§ **Task directions**: Present the lines of the data as a numbered list, starting with the line that contains "find the green lawn in the photo above" and going on through the end of the data. Skip blank lines and leave the pictures out.

§ **Raw data**:
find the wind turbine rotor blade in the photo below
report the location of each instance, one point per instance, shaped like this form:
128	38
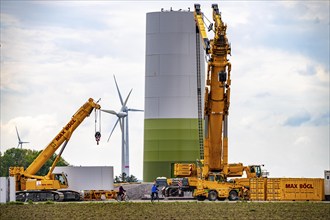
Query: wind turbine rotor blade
127	98
134	110
113	129
121	99
109	111
121	126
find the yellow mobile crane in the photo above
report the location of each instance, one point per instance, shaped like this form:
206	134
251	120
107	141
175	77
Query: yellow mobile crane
213	166
40	188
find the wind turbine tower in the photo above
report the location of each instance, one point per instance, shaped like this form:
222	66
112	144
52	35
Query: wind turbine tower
122	116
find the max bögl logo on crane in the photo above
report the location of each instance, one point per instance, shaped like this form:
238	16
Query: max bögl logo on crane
299	186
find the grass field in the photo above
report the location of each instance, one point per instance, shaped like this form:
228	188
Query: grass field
167	210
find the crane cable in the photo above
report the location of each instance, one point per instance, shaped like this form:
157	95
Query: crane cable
199	96
97	132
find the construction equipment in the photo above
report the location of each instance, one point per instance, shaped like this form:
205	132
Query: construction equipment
213	167
51	186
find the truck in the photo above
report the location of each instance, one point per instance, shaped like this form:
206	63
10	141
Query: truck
52	186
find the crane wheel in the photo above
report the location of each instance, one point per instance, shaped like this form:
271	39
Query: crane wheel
56	197
233	195
200	198
213	195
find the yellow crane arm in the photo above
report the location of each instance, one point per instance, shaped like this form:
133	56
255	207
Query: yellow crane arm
217	96
61	137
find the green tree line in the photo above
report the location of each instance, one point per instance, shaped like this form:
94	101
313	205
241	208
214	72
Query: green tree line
16	157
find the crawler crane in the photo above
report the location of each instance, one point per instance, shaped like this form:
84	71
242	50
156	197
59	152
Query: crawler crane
51	186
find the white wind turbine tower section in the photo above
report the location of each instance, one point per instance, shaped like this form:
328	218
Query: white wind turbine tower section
122	115
20	142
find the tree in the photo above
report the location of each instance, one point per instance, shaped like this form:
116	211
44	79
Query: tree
16	157
123	178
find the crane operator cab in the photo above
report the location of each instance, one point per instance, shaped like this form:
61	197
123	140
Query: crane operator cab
62	179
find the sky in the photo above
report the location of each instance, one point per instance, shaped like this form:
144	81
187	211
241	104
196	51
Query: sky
57	54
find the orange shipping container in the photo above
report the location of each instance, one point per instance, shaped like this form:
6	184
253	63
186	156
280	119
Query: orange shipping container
295	189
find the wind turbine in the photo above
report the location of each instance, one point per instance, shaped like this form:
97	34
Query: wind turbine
122	116
20	142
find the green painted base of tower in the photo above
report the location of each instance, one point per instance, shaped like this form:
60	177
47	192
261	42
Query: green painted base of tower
168	141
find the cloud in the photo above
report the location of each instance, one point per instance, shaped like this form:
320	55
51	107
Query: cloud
298	119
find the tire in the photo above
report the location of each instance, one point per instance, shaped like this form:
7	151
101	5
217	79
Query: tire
56	197
233	195
201	198
173	192
213	195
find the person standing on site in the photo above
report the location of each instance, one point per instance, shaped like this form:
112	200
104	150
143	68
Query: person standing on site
121	192
154	192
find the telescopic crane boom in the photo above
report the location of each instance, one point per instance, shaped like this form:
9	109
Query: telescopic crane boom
217	94
38	186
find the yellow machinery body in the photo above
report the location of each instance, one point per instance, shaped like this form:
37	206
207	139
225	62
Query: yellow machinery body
26	180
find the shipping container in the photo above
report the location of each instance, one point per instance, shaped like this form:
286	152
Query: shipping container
295	189
327	184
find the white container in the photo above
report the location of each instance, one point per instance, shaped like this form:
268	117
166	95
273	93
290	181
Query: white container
88	177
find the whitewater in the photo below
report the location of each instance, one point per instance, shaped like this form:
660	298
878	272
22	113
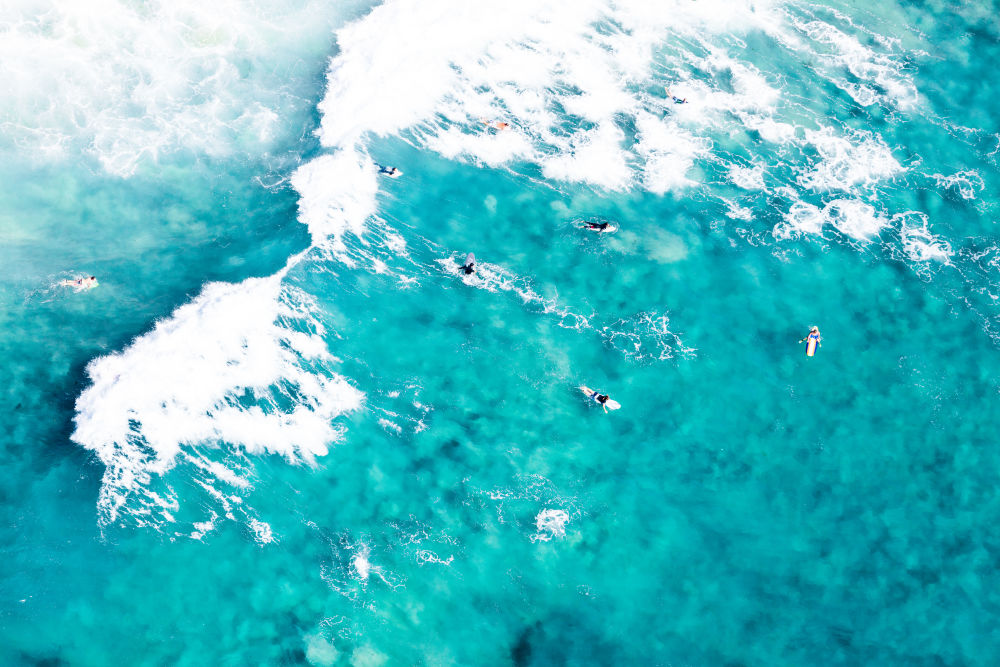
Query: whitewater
287	429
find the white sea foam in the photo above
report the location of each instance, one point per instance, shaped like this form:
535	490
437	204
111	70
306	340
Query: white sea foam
919	244
184	384
965	183
861	158
561	83
337	194
876	77
851	217
125	81
550	523
748	178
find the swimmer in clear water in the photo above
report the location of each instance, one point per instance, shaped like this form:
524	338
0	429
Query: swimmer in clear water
813	335
81	283
602	399
676	100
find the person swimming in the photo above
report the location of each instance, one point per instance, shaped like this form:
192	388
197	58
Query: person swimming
813	335
602	399
495	124
675	99
81	283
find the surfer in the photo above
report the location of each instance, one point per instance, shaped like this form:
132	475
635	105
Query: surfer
495	124
602	399
812	341
80	283
675	99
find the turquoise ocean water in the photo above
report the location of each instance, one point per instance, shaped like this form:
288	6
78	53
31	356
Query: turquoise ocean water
286	430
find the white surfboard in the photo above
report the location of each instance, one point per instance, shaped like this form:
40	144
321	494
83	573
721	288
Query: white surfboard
607	230
611	404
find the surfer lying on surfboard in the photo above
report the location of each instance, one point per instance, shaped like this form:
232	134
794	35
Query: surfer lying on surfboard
602	226
812	341
602	399
81	284
495	124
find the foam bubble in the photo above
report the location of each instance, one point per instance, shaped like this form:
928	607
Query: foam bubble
550	523
186	382
860	159
126	82
965	183
337	194
920	245
748	178
851	217
877	77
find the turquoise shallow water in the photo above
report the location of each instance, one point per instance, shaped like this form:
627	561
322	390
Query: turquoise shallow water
747	505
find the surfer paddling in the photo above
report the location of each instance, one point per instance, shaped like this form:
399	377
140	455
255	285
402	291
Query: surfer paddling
598	226
603	400
81	284
812	341
495	124
676	100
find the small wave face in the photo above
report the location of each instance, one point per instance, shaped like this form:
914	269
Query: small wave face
242	369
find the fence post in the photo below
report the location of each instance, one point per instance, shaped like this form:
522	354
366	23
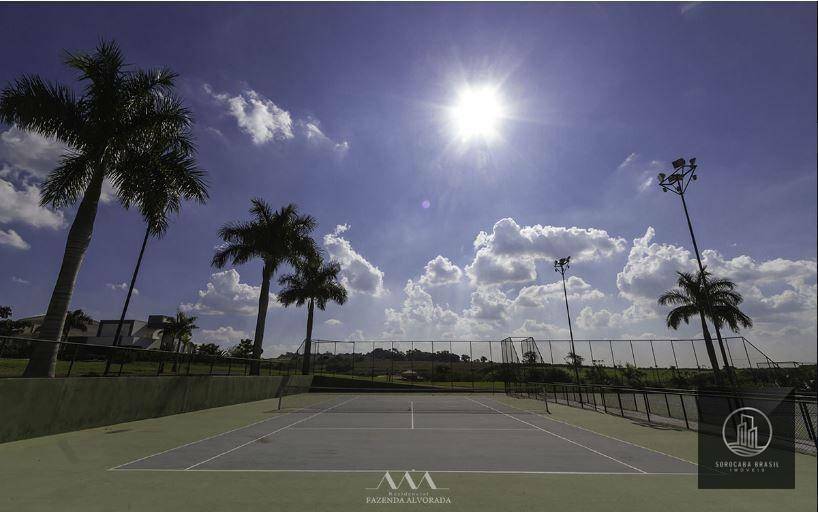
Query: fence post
684	410
647	405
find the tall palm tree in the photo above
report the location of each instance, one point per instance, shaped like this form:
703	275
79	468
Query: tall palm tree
104	128
314	283
724	302
275	237
166	176
690	300
76	319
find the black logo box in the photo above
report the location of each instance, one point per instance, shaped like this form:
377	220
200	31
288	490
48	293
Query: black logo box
743	467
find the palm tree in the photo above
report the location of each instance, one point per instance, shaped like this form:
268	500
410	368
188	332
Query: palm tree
76	319
167	176
314	283
104	128
724	301
180	330
275	237
690	299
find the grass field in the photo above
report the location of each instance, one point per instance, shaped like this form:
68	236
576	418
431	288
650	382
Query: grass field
70	472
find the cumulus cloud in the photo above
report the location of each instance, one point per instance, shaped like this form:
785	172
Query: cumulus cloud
440	271
221	335
11	239
121	287
29	152
22	204
508	254
225	294
538	295
357	274
264	121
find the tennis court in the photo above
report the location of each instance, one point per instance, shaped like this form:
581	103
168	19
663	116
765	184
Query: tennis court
374	432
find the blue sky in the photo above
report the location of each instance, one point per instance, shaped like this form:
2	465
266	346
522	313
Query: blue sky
345	110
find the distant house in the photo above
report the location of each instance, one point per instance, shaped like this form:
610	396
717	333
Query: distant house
148	335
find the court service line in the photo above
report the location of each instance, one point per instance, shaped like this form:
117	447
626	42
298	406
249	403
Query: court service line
217	435
603	435
381	471
559	436
271	433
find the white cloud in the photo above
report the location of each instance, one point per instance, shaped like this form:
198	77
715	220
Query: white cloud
538	295
12	239
508	254
22	204
29	152
440	271
256	115
121	287
540	330
225	294
259	117
357	274
220	335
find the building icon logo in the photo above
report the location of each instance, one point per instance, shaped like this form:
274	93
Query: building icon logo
747	432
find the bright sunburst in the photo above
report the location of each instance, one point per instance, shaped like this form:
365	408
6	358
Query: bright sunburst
477	113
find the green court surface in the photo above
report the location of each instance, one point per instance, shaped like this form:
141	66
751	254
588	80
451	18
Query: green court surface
93	470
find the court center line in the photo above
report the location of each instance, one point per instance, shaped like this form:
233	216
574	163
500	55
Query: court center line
603	435
271	433
559	436
216	435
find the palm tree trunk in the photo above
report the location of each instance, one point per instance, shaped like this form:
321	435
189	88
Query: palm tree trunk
128	296
711	351
263	303
43	360
305	369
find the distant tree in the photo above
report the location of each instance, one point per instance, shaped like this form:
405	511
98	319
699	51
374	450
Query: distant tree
209	349
530	357
244	349
574	360
275	237
78	320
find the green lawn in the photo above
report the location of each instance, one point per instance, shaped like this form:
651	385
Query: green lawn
68	472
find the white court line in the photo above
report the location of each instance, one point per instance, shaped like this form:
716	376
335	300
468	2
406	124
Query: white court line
417	428
381	471
271	433
217	435
559	436
603	435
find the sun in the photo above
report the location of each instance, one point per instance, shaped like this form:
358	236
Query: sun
477	113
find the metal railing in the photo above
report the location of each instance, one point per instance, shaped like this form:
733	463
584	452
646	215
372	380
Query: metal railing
672	407
89	360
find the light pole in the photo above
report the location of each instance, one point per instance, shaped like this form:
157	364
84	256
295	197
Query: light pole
677	182
561	265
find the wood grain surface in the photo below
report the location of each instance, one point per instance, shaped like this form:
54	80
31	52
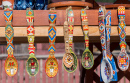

§ **Worked solution**:
1. find the green lawn in the photo above
2. report the location of each instance, one point per instance, shaped like this form:
3. 651	385
4. Query: green lawn
5. 68	472
6. find the white court line in the photo above
7. report the location of each instance, one point per instance, shaped like this form:
8. 716	376
9. 335	300
10. 468	2
11. 406	124
12. Query: white court line
13. 417	428
14. 381	471
15. 271	433
16. 217	435
17. 559	436
18. 603	435
19. find the sun in the photo above
20. report the location of each instance, one point per instance, shaped like this form:
21. 358	236
22. Query: sun
23. 477	113
24. find the metal railing in the photo above
25. report the location of each instance, one point per instance, shaped like this form:
26. 733	463
27. 584	452
28. 646	215
29. 372	380
30. Query: metal railing
31. 672	407
32. 89	360
33. find the light pole in the photo above
34. report the location of each instance, one point per instance, shaped like this form:
35. 157	364
36. 84	256
37. 295	197
38. Query: light pole
39. 677	182
40. 561	265
41. find the wood grain surface in the photo below
42. report the location of each instance, one point per instance, shaped like this form:
43. 54	80
44. 31	52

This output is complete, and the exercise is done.